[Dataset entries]
★ ★ ★ ★

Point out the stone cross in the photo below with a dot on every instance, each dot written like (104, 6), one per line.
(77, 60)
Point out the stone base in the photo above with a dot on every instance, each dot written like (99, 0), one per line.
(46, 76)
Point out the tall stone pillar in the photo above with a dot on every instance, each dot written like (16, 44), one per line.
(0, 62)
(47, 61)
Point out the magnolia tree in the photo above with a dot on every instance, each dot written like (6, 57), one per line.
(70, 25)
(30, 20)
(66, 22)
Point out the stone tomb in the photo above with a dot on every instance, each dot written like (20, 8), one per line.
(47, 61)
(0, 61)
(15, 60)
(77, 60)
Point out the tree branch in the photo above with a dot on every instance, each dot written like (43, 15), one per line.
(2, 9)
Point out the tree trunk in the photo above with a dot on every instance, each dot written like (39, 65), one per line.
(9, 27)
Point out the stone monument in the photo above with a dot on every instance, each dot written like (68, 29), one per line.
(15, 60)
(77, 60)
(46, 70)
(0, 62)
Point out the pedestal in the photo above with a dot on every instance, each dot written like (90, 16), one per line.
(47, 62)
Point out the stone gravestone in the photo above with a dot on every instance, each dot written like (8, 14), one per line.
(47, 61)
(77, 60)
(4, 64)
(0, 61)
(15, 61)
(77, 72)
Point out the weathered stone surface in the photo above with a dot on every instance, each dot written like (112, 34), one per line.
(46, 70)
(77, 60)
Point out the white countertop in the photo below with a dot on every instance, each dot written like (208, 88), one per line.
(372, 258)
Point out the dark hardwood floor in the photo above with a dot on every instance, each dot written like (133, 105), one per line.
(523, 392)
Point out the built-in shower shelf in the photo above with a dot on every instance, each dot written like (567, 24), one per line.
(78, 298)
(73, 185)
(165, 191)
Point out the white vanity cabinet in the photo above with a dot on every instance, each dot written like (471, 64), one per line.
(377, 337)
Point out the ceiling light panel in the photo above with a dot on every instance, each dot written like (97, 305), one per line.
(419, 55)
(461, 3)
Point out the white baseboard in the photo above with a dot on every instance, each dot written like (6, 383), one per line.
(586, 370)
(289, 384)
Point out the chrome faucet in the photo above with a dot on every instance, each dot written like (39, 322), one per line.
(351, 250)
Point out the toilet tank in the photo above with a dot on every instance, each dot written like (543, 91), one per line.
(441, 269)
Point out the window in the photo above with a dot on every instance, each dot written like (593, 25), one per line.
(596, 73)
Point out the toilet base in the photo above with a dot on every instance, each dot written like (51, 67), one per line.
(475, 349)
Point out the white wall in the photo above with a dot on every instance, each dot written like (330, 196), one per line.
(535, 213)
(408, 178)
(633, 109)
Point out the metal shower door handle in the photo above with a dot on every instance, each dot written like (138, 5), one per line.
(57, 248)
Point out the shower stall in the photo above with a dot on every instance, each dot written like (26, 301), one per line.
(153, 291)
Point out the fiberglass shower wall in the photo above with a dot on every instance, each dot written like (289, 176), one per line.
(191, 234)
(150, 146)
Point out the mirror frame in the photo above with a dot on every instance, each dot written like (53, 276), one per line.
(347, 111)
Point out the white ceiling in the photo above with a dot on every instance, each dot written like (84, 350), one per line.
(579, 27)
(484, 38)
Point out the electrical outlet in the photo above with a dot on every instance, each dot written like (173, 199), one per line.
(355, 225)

★ ★ ★ ★

Work to be completed: Transcribe all of the lines in the records precisely.

Full response:
Point out the stone cross in the photo below with a dot on every instance, each dot written like (104, 6), one per line.
(77, 60)
Point out the stone base in the photo above with a dot on every instance, each dot written like (99, 0), one per line.
(46, 76)
Point out the tall stone pillar in the photo above with a dot on every instance, each dot written like (16, 44), one per line.
(0, 62)
(47, 61)
Point out the magnolia tree in the photo above with a dot on every instance, each dot written like (6, 57), one per line.
(70, 25)
(30, 20)
(66, 22)
Point out the stone tomb in the photo above with a dot on every instance, each dot written like (20, 8), one per line.
(47, 61)
(0, 61)
(15, 60)
(77, 60)
Point out the tree branch in the photo above with a dot on every instance, each dot written like (43, 15), one per line.
(2, 9)
Point out the tree trunk in the photo above with a dot on every instance, each dot written like (39, 65), one per line.
(9, 27)
Point out the stone monument in the photo above with a dot on every instance, each dot written like (68, 29), one per line.
(15, 60)
(77, 60)
(46, 70)
(0, 62)
Point out the pedestal in the photo above with a dot on every instance, each dot written like (90, 16), one per line.
(47, 62)
Point out the stone gravestone in the photo above with a dot on every instance, each dot written like (8, 14), one per line.
(47, 61)
(77, 60)
(4, 64)
(0, 61)
(15, 61)
(77, 72)
Point out the weathered stone surface in the photo above with a dot on every instance, each dot written like (112, 34), one per line.
(46, 70)
(77, 60)
Point out the white countertop in the photo below with a dot on every instance, each dot written like (208, 88), one per line.
(372, 258)
Point out the dark hardwood floor in the photo above with a dot on every instance, each dot written like (133, 105), one per line.
(523, 392)
Point out the built-in shower shelf in the photo above with a dot on every instance, each dot written like (567, 24), one per line.
(78, 298)
(73, 185)
(165, 191)
Point out the white vanity cabinet in the photo above with a dot on every instance, each dot written like (471, 64), one per line.
(377, 337)
Point out the ceiling light panel in the photo above with a dot on every instance, each dot written like (97, 305), one per line.
(419, 55)
(461, 3)
Point out the white baseboard in the photo above with a dot on every instance, each dot written like (6, 383), one per line.
(586, 370)
(289, 384)
Point out the chrome faucet in the photo above with a dot on every instance, each dot written like (39, 322), one per line.
(351, 250)
Point out the toilet tank in the photo above with a dot on every instance, each dot written like (543, 91), one per line.
(441, 269)
Point out the window in the photo above with a dot on every instance, each dot written like (593, 25), one per line.
(596, 73)
Point out the toilet base in the photo above with a dot on every instance, each dot written like (51, 67), one per line.
(475, 349)
Point out the white wall in the photo above with a dot on every instance, each dot written like (330, 196), one per line.
(535, 213)
(408, 178)
(633, 109)
Point out the metal shower door handle in the photo above with a dot on every instance, each dot written like (138, 5), one per line.
(57, 248)
Point out the shower stall in the photo above with a dot on every instance, each dot written like (26, 301), one per line.
(153, 291)
Point out the fiberglass shower wall in the photo above with a dot on every instance, each dot written like (289, 176), one per line.
(191, 234)
(150, 146)
Point out the mirror frame in the photo above with a dot on every instance, each dot written like (53, 276), one per line.
(347, 111)
Point out the white ceiling in the photo above with a dot on every instance, each dot written like (84, 350), one per line.
(579, 27)
(484, 38)
Point out the electrical outlet in the photo above with a dot on every instance, each dot written like (173, 199), one per line.
(355, 225)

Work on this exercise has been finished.